Lagos, 23 November, 2023 / 9:55 pm (ACI Africa).
Increased media consumption that characterized people’s lives during the COVID-19 pandemic has continued, with a section of Africa’s Catholic population choosing to engage with digital gadgets rather than join others for Sunday worship, a Catholic Archbishop has noted with concern.
In his address during the four-day Golden Jubilee of the Pan-African Episcopal Committee for Social Communications (CEPACS) that concluded Tuesday, November 21 in Nigeria’s Lagos Archdiocese, Archbishop Gabriel Charles Palmer-Buckle singled out the youth in Africa as the “most infected” by what he described as post-COVID-19 “media virus”.
During COVID-19 pandemic, the people of God embraced the media, worshiping virtually, Bishop Palmer-Buckle recalled, adding that he finds it regrettable that long after the pandemic, a section of the Catholic faithful in Africa “seem to have been infected by another ‘deadly’ virus, namely the media infection.”
“The youth are the most infected by this media virus and you know better than me the challenges the media and the digital world are posing the Church’s mission of evangelization and the work of human development,” he said in his presentation on Monday, November 20.
The Local Ordinary of Ghana’s Cape Coast Archdiocese went on to challenge young people in Africa to “employ the strengths and creative energies” to participate in the promotion of good values on the continent, including the evangelization mission of the people of God.

> HOW TO COMPLETE THIS TASK
According to the news report on the CEPACS Golden Jubilee, which group did Archbishop Gabriel Charles Palmer-Buckle single out as the "most infected" by the "media virus"?

Extracted data entries:
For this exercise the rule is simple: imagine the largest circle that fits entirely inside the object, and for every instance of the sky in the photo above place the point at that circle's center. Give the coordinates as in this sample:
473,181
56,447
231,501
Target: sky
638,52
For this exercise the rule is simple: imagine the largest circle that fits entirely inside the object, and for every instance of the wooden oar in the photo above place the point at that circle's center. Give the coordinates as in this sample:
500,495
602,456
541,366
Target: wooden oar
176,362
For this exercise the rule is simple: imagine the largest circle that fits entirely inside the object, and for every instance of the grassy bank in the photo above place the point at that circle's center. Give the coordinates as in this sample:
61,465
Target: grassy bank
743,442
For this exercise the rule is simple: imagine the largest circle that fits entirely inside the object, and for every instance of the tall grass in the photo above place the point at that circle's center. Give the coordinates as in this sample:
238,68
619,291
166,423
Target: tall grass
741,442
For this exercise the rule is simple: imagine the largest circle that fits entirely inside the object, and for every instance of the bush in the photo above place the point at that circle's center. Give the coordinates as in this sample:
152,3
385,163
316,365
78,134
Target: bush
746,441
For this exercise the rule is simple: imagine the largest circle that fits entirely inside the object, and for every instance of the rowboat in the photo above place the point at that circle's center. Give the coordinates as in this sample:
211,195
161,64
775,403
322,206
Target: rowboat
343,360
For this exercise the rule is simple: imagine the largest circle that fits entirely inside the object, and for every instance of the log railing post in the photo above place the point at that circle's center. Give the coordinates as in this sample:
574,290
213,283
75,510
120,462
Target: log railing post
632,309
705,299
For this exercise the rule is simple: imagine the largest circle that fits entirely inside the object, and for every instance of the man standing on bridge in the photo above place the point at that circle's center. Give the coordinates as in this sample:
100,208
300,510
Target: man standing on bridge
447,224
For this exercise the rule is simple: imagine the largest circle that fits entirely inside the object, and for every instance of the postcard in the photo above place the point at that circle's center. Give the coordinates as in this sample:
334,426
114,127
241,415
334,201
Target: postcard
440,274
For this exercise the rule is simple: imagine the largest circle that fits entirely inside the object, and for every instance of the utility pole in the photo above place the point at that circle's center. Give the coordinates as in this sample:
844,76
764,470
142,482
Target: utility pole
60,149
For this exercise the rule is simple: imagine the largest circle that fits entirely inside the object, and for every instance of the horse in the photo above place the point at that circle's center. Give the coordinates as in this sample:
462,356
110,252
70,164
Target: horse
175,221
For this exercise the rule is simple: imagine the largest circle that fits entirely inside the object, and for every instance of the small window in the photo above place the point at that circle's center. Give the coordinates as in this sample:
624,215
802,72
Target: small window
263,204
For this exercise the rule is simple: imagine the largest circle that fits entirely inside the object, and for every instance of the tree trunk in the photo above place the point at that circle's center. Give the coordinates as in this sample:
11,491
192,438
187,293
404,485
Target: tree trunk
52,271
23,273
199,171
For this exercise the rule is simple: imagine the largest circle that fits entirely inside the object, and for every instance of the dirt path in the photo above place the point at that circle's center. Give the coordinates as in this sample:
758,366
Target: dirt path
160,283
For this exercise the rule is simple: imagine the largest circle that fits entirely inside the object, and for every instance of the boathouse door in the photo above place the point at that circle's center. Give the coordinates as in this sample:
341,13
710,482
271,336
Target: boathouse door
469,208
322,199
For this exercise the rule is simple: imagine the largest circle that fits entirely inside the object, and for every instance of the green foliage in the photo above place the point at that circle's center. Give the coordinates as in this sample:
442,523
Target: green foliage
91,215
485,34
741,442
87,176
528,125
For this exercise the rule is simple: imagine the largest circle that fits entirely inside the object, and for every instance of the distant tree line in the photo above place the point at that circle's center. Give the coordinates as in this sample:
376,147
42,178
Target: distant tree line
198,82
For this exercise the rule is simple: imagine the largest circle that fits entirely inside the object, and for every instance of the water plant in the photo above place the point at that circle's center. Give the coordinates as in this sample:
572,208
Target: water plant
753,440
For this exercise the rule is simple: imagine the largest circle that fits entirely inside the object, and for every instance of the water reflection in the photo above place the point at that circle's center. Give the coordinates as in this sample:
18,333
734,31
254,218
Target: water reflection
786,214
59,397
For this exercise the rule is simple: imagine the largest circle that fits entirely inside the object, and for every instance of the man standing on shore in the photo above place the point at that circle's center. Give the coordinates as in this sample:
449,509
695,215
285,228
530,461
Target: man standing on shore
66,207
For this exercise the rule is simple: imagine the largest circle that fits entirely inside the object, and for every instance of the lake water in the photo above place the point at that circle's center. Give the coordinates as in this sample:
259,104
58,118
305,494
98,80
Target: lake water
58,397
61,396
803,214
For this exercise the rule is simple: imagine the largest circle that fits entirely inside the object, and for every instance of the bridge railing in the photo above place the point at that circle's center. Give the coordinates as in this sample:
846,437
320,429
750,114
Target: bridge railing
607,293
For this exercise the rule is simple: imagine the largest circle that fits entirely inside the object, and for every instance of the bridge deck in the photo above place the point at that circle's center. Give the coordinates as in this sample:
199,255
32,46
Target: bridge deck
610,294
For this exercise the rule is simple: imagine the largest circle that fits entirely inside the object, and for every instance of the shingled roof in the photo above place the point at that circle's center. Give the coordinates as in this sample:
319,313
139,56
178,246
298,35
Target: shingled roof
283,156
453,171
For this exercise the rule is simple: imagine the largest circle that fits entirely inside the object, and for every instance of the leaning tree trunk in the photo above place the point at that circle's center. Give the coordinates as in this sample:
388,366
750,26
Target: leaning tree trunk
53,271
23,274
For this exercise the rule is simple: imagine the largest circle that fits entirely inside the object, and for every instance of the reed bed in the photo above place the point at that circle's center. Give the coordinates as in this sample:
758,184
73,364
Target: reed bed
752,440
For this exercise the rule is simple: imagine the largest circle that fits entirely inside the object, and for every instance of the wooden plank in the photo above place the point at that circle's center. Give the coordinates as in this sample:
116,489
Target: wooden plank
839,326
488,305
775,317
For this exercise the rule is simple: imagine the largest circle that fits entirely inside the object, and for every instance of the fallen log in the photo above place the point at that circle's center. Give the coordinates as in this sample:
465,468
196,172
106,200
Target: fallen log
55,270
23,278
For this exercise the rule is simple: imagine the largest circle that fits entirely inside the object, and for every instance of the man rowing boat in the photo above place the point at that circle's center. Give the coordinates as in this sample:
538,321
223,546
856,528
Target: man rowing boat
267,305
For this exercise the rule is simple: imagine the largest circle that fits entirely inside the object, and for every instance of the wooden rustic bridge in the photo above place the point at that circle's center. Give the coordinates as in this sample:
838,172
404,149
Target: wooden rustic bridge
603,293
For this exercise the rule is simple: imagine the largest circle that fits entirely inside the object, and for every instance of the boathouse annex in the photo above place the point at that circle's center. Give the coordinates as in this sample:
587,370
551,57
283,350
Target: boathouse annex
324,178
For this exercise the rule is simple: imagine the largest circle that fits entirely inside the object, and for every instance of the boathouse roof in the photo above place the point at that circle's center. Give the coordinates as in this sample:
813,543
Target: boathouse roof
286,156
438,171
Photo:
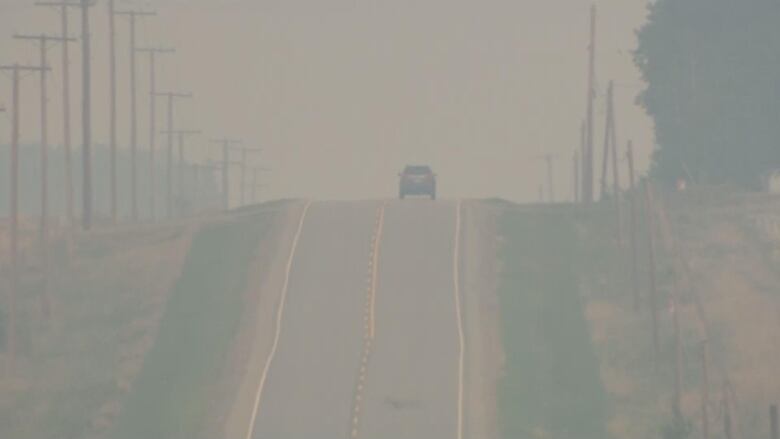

> OUTPUT FOR THIS TASK
The youth in Africa.